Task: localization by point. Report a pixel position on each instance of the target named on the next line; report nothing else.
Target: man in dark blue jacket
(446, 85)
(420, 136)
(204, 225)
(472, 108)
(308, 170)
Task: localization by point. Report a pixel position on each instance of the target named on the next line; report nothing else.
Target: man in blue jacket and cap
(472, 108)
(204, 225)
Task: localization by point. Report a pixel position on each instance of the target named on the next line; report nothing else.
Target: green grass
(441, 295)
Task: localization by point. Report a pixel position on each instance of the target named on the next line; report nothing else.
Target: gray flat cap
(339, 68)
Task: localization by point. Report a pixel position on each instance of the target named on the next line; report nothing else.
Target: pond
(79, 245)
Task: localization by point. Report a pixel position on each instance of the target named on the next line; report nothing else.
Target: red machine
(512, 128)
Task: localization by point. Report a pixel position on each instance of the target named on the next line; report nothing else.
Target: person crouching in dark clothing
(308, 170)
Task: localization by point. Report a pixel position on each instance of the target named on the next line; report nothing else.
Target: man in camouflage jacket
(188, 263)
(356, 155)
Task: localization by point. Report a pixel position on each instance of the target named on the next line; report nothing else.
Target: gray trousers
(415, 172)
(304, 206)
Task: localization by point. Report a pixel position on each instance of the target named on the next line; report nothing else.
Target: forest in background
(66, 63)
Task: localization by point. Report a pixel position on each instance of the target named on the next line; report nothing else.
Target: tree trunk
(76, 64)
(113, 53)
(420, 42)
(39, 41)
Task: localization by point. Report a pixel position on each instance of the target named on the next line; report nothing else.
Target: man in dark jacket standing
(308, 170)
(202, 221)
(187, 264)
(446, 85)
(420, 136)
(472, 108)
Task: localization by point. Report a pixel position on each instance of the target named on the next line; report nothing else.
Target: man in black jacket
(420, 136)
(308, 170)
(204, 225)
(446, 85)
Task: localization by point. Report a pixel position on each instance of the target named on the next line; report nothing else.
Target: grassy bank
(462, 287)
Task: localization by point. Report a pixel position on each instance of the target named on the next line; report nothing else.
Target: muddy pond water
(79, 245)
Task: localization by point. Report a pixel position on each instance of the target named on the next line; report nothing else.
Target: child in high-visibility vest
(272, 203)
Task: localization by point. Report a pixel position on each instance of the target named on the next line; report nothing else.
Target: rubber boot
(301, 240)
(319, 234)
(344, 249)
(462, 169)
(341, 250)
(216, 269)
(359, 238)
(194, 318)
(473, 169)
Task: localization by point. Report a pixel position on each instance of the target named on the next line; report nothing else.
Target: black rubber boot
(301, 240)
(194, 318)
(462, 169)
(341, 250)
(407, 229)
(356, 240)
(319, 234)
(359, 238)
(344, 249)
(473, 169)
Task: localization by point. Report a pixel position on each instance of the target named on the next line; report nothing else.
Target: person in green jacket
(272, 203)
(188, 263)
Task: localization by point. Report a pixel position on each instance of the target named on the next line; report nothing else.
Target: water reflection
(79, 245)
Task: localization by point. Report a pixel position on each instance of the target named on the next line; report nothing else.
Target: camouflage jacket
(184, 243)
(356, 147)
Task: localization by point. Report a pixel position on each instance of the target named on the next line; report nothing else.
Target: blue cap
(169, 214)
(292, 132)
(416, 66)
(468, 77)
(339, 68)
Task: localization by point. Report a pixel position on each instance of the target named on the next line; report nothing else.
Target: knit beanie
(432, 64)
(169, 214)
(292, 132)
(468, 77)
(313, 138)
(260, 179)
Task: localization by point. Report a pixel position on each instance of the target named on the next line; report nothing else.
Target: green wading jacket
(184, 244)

# # # # # # #

**What is required**
The whole listing is to be transcribed exactly.

**Exercise result**
Task: localization by point. Report a pixel position on each instance of the target named on the next line; report nothing else.
Target: man in dark blue jacket
(446, 85)
(420, 136)
(204, 225)
(472, 108)
(308, 170)
Task: localization by point. Report a pixel position on each instance of the target named on the next line; report nothing else.
Target: man in blue jacket and cap
(472, 108)
(204, 225)
Task: localization by point. Report a pixel position on each instance of the target named on the next line; report nothing else.
Target: green grass
(441, 295)
Task: localization by point. Report a pixel position on each instance of the target named on the next line; report nothing else.
Target: gray flat cap
(339, 68)
Task: localization by point. Report a pixel position on each instance of the target named on the next line; report nothing else.
Target: pond
(79, 245)
Task: localization by point. Report a pixel position on each instance of the target named on the next line; report nothing else.
Target: red machine
(512, 128)
Task: localization by point. Report a pixel position on each instance of the target named on the next line; report nothing else.
Target: person crouching in dark clothing
(308, 170)
Task: localization by point. Report a pixel position on each instance of the target named on the next line; report nothing else.
Target: man in camouflage jacket
(188, 263)
(356, 155)
Task: localization by point. Report a pixel position on each instance of the target named on the next line; report nothing else.
Target: gray trousers
(415, 172)
(304, 206)
Task: localization by point. Report a pixel position on each instance of the target named on the next line; report nothing else.
Target: forest in background
(66, 63)
Task: localization by point. Report a pixel position on each instance of the target named on the next line; report nothing else.
Target: tree trunk
(76, 64)
(113, 53)
(420, 42)
(39, 41)
Task: localization by point. Report a pixel position on each instance of the target named on the next line; report nothing else.
Target: man in dark jacket standing
(308, 170)
(202, 221)
(187, 264)
(446, 85)
(420, 136)
(472, 108)
Task: localization by point. Report a pixel position on each instance of the target named on the next line; report nothing else.
Target: man in black jacket
(420, 136)
(308, 170)
(204, 225)
(446, 85)
Task: localization by point. Report a pixel position on each instance of the target named on the next line; report nothing else.
Target: grassy bank
(462, 287)
Task: localization by point. Report a pixel position on each instance of the target named on the next line; report nothing else.
Target: muddy pond water
(79, 245)
Task: localization by point. Report a pixel position on each instance of the target named on the next line; report nothing else.
Target: child in high-visibility vest
(272, 203)
Task: localization by point. Report a pixel position on each instance of the target named on the next line; report nothing else.
Target: rubber boot
(301, 240)
(319, 234)
(344, 249)
(462, 169)
(341, 250)
(216, 269)
(359, 238)
(194, 318)
(473, 169)
Task: localization by point. Report a pixel position on each instance of the target named on the next line; report nothing else.
Target: black rubber boot
(301, 240)
(194, 318)
(462, 169)
(341, 250)
(407, 229)
(356, 240)
(319, 234)
(359, 238)
(344, 249)
(473, 169)
Task: localization by point. Report a pixel position on each instance of the target named on the next line; report nothing else.
Target: person in green jacket
(272, 203)
(188, 263)
Task: localization by point. Report a pixel position on each instance of the target named on the next line; report nothing else.
Target: water reflection
(79, 245)
Task: localization by point. Report a pixel position on each instance of the target named on the next line; report nothing else.
Target: camouflage jacket
(184, 243)
(356, 147)
Task: localization by point. Report a pixel position on each instance of the target named on the next line; report nothing else.
Target: blue cap
(169, 214)
(292, 132)
(416, 66)
(468, 77)
(339, 68)
Task: localization by point. Report a pixel position on each instance of the target named on the next line; report nothing else.
Target: knit beanie
(432, 64)
(169, 214)
(292, 132)
(468, 77)
(313, 138)
(260, 179)
Task: localization by point. Report a pixel position on each instance of the target named on the next line; report nothing else.
Target: green wading jacket
(184, 244)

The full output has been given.